TASK DESCRIPTION: Start to finish, copy the data exactly.

### PROVIDED ENTRIES ###

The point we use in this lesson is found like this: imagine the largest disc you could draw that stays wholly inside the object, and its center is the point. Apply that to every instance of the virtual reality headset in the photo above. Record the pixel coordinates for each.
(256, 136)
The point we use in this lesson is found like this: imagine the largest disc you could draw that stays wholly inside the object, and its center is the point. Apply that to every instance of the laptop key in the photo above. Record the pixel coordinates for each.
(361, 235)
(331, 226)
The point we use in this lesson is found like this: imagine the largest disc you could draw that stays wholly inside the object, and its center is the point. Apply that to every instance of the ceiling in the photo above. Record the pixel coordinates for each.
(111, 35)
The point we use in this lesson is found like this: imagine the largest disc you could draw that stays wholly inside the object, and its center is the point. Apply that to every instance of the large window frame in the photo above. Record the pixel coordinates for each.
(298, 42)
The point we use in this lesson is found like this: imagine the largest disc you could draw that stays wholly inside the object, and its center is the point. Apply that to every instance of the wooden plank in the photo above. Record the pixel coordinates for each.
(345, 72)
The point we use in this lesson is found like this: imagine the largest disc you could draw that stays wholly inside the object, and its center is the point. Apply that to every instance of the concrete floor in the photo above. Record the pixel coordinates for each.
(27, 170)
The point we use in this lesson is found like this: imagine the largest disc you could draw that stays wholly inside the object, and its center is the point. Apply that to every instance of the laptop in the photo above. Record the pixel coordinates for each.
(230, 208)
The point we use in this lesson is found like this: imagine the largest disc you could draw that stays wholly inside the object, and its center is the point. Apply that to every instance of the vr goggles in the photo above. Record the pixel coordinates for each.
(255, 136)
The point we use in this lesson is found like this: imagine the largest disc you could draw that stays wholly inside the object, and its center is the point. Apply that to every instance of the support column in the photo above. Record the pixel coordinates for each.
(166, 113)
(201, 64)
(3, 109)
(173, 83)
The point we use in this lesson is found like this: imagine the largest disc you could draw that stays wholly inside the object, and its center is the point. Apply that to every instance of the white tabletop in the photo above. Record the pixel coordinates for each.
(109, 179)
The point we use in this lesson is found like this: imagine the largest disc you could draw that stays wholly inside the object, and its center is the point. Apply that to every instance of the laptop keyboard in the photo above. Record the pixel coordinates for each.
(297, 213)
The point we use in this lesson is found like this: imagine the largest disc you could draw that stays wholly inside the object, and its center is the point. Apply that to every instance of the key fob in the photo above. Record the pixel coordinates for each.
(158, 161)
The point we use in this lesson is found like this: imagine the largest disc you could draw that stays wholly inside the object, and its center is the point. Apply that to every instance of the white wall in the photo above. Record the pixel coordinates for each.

###

TASK RESULT:
The point we use in this lesson is found like this: imagine the largest disc you could draw that stays wholly inside the object, and its center is the point. Apply that to every instance of the virtual reality headset in the photo above. Record the pixel coordinates for each.
(256, 136)
The point we use in this lesson is found like this: imagine the largest disc you could draw that stays wholly inside the object, and its center is the point. Apply that to every instance of the laptop key in the photo above. Record the pixel coordinates for each.
(361, 235)
(331, 226)
The point we use in this lesson is found like this: imagine the largest disc you could draw that stays wholly inside the object, and its center is the point. Apply that to every instance of the ceiling in the photo above. Record the pixel coordinates for each.
(111, 35)
The point we use in this lesson is found like this: imagine the largest disc you could draw that stays wholly inside the object, and its center is the point. Apply that to every instance of the large window frame in the photo above. Record the pixel coordinates for each.
(298, 42)
The point we use in this lesson is found like this: imagine the largest disc you could draw that stays wholly inside the object, and its center is the point. Apply that to every instance of the wooden plank in the photo above. Record the pixel coordinates for each.
(345, 72)
The point we use in this lesson is found like this: imagine the largest disc you could draw that stays wholly inside the object, and its center is the point. Apply that to every instance of the concrete floor in the photo above. Record the pixel coordinates for each.
(27, 170)
The point we use in this lesson is found like this: imagine the largest disc you could draw that stays wholly inside the object, and its center is the point. Apply that to every instance of the laptop in the photo above. Record the pixel coordinates for each.
(230, 208)
The point we use in this lesson is found like this: imagine the largest disc you could draw that stays wholly inside the object, and its center is the point. Apply that to every instance of the vr goggles in the photo above. Record the pixel coordinates for each.
(255, 136)
The point we use in this lesson is found like this: imagine the largest disc you could draw that stays wholly inside the object, and its center is the point. Apply that to every instance of the support column in the photo above. Record the pixel coordinates for each.
(166, 113)
(201, 64)
(3, 109)
(173, 83)
The point we use in this lesson is found like this: imagine the largest disc you could draw that stays wholly inside the object, and its center is the point. Apply that to every instance of the white tabletop in the photo above. Record the pixel coordinates for each.
(109, 179)
The point we use in this lesson is found like this: imagine the largest disc you could draw that stays wholly inside the object, and its center is the point. Apply that to every instance of the laptop keyboard in the photo above. Record the pixel coordinates for each.
(297, 213)
The point we use in this lesson is found like this: imagine the largest disc you could draw that stays wholly inside the object, and its center is the point. Apply that to every instance of the key fob in the photo above. Record the pixel coordinates for each.
(158, 161)
The point we use in this lesson is found like this: imagine the largest disc you could draw that stays wholly inside the object, and its center is the point. Apply that to every instance of the white wall in the photo above. Record the pixel coordinates for each.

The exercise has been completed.